# Request:
Write the lines below as a numbered list, skipping any blank lines. Leave the pictures out of your answer.
======== Input for this task
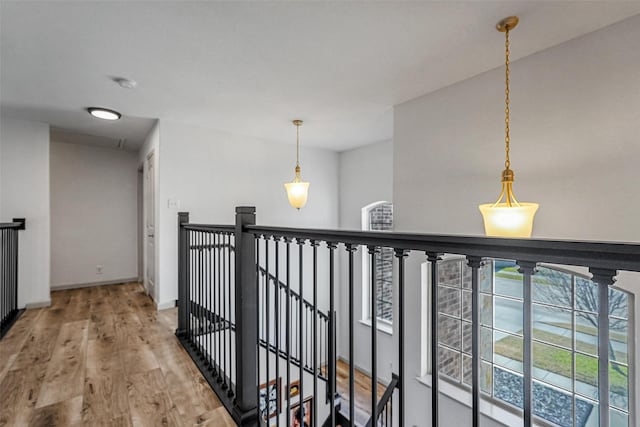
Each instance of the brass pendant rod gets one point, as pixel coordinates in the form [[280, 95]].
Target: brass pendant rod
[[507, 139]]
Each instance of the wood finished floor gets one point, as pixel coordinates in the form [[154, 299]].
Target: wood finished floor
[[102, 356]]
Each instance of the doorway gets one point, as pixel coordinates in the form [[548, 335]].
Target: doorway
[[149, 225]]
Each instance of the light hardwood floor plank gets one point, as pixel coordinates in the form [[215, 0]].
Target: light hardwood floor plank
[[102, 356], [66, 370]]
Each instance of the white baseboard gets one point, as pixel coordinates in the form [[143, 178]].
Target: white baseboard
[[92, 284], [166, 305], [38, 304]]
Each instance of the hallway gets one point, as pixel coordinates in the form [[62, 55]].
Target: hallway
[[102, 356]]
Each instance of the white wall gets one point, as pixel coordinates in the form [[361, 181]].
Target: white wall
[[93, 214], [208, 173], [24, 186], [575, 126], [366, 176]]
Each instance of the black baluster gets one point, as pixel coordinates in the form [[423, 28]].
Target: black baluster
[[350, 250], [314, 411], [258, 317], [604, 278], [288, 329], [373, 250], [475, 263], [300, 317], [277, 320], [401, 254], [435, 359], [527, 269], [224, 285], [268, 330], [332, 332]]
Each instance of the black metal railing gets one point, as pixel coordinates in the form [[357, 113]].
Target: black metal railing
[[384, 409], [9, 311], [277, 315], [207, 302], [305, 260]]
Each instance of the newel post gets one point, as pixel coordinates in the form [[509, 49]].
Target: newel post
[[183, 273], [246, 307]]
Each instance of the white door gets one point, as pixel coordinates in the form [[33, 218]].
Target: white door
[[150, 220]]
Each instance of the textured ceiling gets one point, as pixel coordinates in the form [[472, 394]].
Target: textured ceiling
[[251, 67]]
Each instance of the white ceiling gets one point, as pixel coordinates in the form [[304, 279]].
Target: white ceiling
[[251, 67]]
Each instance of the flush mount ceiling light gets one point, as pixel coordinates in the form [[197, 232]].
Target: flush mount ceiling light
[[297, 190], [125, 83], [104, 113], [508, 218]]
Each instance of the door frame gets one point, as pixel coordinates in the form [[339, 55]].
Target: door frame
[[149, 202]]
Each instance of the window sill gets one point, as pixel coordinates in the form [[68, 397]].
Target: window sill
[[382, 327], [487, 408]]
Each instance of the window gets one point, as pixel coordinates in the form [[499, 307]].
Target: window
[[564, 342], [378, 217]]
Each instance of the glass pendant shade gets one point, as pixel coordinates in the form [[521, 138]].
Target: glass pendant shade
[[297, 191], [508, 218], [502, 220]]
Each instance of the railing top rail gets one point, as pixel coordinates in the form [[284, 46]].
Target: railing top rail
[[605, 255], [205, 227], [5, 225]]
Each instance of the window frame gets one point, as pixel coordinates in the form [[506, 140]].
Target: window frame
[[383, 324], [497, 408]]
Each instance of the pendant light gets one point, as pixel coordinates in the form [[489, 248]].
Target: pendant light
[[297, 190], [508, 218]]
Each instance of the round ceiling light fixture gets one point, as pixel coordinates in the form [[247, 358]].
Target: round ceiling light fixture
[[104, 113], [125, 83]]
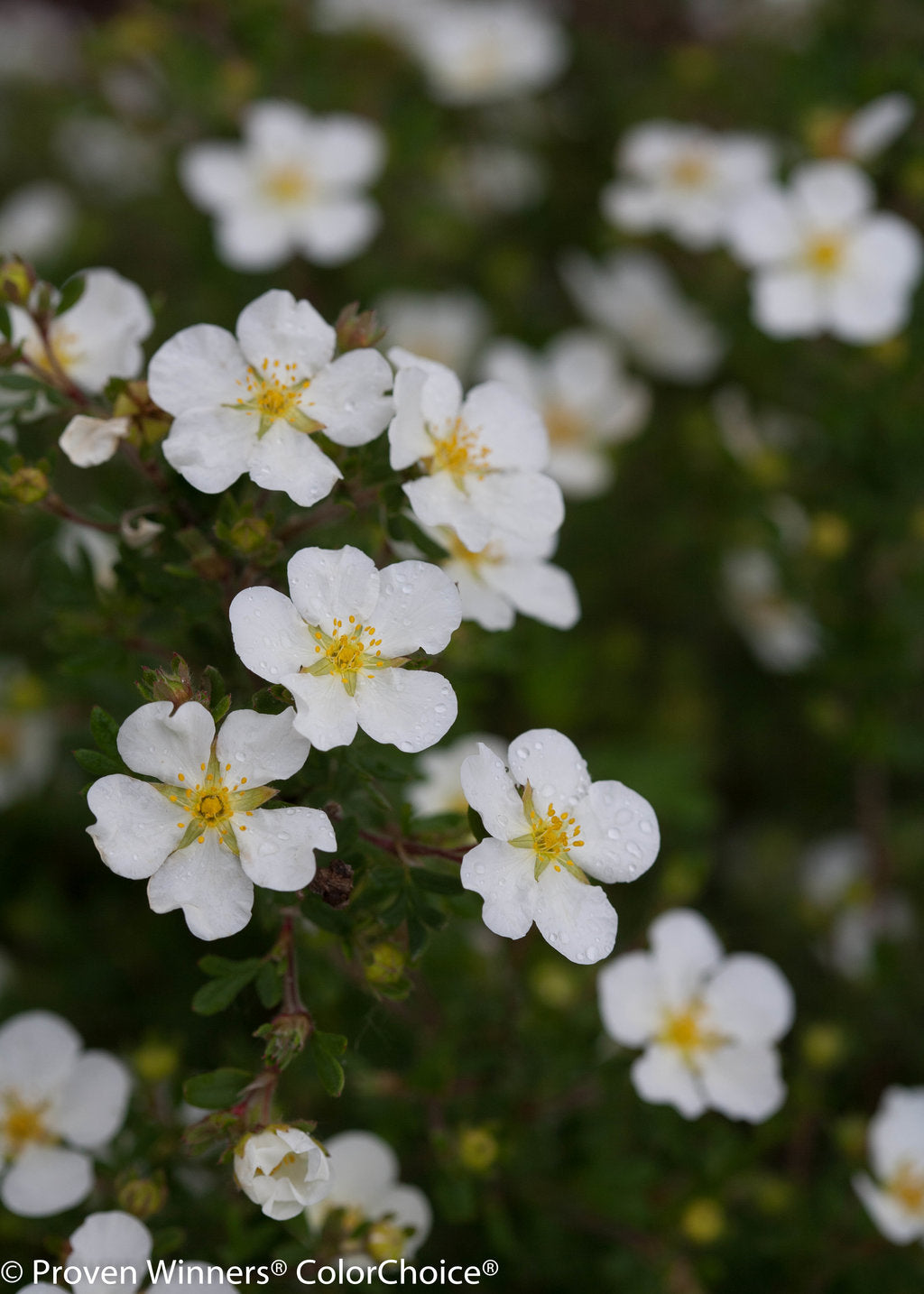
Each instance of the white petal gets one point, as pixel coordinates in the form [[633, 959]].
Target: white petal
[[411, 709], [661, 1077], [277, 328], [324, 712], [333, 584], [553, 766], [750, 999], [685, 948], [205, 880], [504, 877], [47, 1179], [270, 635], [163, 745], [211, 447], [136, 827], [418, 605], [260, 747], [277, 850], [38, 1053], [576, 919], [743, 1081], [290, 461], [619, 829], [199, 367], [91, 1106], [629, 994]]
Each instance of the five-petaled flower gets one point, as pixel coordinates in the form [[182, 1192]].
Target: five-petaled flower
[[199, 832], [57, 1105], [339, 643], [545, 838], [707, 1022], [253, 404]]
================
# Result for this task:
1. Each instance of the brass pendant rod gets one point, as pixel coordinates in the form [[280, 95]].
2. Target: brass pendant rod
3. [[507, 139]]
4. Each instance of the wood finished floor gets one point, as pixel coordinates in the form [[154, 299]].
5. Target: wood finished floor
6. [[102, 356]]
7. Each instance of the doorway gets one point, as pixel coordinates in the form [[548, 335]].
8. Target: doorway
9. [[149, 225]]
10. Each instance of the light hardwood floor plank gets one point, as pixel coordinates in the form [[215, 0]].
11. Target: light hardwood floor plank
12. [[102, 356], [66, 370]]
13. Each instance of the white baseboard gets one point, as pixel coordinates in the form [[143, 178]].
14. Target: white baseboard
15. [[92, 284], [166, 305], [38, 304]]
16. Each instance of the hallway gets one point, as pixel coordinates in the form [[62, 55]].
17. Target: hallway
18. [[102, 356]]
19. Each instance of the white wall gets one point, as pixel coordinates in the form [[361, 181]].
20. Target: white wall
21. [[93, 214], [208, 173], [24, 186], [575, 126], [366, 176]]
22. Each instance of the black baluster gets one point, as pixel coordinates in the form [[423, 28]].
23. Target: black baluster
24. [[350, 250], [314, 411], [258, 317], [604, 278], [288, 329], [373, 250], [475, 263], [300, 317], [277, 320], [401, 254], [435, 359], [527, 269], [224, 285], [268, 330], [332, 332]]
25. Each instance of the black metal railing gets one point, as pixel coordinates in the form [[357, 113]].
26. Target: black metal railing
27. [[384, 409], [9, 311], [277, 315], [207, 302], [305, 260]]
28. Each instance of the newel post gets one point, as pixel coordinates in the form [[509, 49]].
29. Target: newel post
30. [[183, 273], [246, 307]]
31. Each instance of the white door gets one point, as pixel coordinates in the form [[33, 218]].
32. Target: white door
33. [[150, 220]]
34. Each instance of the textured ceiling gets one point, as pixel coordinates in the form [[472, 394]].
35. Target: textured ceiling
36. [[251, 67]]
37. Each instance of the white ceiling gets one point, as pixel coordinates in the form [[304, 279]].
38. Target: white ceiling
39. [[251, 67]]
40. Each instance of the flush mount ceiling light gets one point, as pixel coordinates in the form [[197, 232]].
41. Target: flush mount ceiling light
42. [[297, 190], [125, 83], [104, 113], [508, 218]]
43. Each instance of the door frame gets one point, as pixel coordinates in the form [[339, 55]].
44. Target: door frame
45. [[149, 202]]
46. Each instance of the window sill gets one point, as pixel coordinates in the form [[68, 397]].
47. Target: window sill
48. [[382, 327], [487, 408]]
49. Each instance of the window gets one point, as pixel coordinates in the form [[499, 307]].
50. Target: window
51. [[564, 342], [378, 217]]
52. Each instance of the glass pendant shade gets one point, as pixel coordinates in the form [[521, 138]].
53. Target: glass pendant shade
54. [[297, 191], [508, 218], [502, 220]]
55. Each instance of the railing top rail gets one point, as pixel coordinates in the form [[284, 46]].
56. Target: railing top rail
57. [[605, 255], [205, 227], [5, 225]]
58. Each instance of the window frame gets one point, as pixel coordinates in the form [[506, 140]].
59. Target: window frame
60. [[383, 324], [497, 408]]
61. Each instance of the pendant light gets one point, as pixel coordinates in the form [[489, 248]].
62. Target: pendant light
63. [[297, 190], [508, 218]]
64. Each instance of the round ceiling light fixture gets one point, as pixel coordinates in the form [[247, 358]].
65. Target: round ceiling light fixture
66. [[104, 113], [125, 83]]
67. Each instance of the white petal gets one point, as pixel coordinates in the form [[633, 959]].
68. Target: white petal
69. [[411, 709], [661, 1077], [277, 328], [324, 712], [333, 584], [553, 766], [750, 999], [685, 948], [205, 880], [504, 877], [47, 1179], [270, 635], [163, 745], [211, 447], [136, 827], [418, 605], [260, 747], [277, 850], [38, 1053], [576, 919], [743, 1081], [290, 461], [619, 829], [199, 367], [91, 1106], [629, 994]]
70. Each instance of the five-petaled flower gets one point, as pixel coordinates in the form [[182, 1192]].
71. Target: five-petaled flower
72. [[199, 832], [57, 1105], [339, 643], [545, 838], [707, 1022], [253, 404]]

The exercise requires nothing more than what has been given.